Excerpted text START

As we discussed this area of anxiety and worry, however, we began to ask ourselves a basic theological question: Human beings may want to insist on limits, but in fact are there not deep transgressions of what we like to think of as limits at the heart of the Good News of God in Christ? The Incarnation, even as it was formulated classically, is all about God's refusing to recognize a static, fixed sphere separate from God's own space. The Gospel accounts of the Resurrection certainly call us into a radically new understanding of what we like to think is the natural order of things. And our participation in the sacraments of Baptism and Eucharist can only lead us into a deeper awareness of change and the dynamic quality of natures--the "natures" of water, bread, and wine, as well as our own sinful natures. As Christians who live into the Mystery of Christ, we at least must recognize, whatever subsequent ethical and moral judgments we may make, that God is not a watchtower God, a deistic God, but the God who in Christ and by the Spirit transforms "nature" and redeems even our sinful natures.

Excerpted text END
Source information START

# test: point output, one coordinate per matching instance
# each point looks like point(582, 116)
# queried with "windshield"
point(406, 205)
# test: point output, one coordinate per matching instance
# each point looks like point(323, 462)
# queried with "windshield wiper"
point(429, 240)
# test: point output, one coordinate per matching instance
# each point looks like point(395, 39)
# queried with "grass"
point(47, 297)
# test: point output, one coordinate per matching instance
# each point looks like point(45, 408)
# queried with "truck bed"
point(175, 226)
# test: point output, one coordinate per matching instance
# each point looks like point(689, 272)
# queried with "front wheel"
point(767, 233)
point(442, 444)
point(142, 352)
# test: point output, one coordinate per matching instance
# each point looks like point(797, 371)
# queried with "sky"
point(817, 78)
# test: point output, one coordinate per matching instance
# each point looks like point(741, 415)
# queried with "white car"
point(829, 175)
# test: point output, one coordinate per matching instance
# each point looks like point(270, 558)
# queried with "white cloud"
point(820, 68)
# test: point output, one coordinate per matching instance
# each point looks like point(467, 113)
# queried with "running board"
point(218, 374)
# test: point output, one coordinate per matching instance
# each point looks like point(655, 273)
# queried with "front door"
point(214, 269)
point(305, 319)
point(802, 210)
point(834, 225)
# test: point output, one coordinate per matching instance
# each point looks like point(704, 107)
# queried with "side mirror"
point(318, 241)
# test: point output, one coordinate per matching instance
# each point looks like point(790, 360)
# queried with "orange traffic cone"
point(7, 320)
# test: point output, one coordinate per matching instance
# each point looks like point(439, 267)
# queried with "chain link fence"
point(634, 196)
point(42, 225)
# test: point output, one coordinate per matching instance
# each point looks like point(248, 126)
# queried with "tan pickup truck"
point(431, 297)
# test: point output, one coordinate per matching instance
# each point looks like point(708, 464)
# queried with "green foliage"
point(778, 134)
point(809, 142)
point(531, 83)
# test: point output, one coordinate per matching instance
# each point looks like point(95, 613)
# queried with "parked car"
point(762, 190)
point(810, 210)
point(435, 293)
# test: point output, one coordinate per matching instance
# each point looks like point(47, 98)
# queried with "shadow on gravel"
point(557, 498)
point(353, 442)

Source information END

> [Prompt]
Answer these questions from the passage on limits and the Good News:
(a) What does the Incarnation, as classically formulated, show God refusing to recognize?
(b) Which two sacraments does the passage name?
(c) What two kinds of God does it say God is not?

> [Exercise answer]
(a) A static, fixed sphere separate from God's own space.
(b) Baptism and Eucharist.
(c) A watchtower God and a deistic God.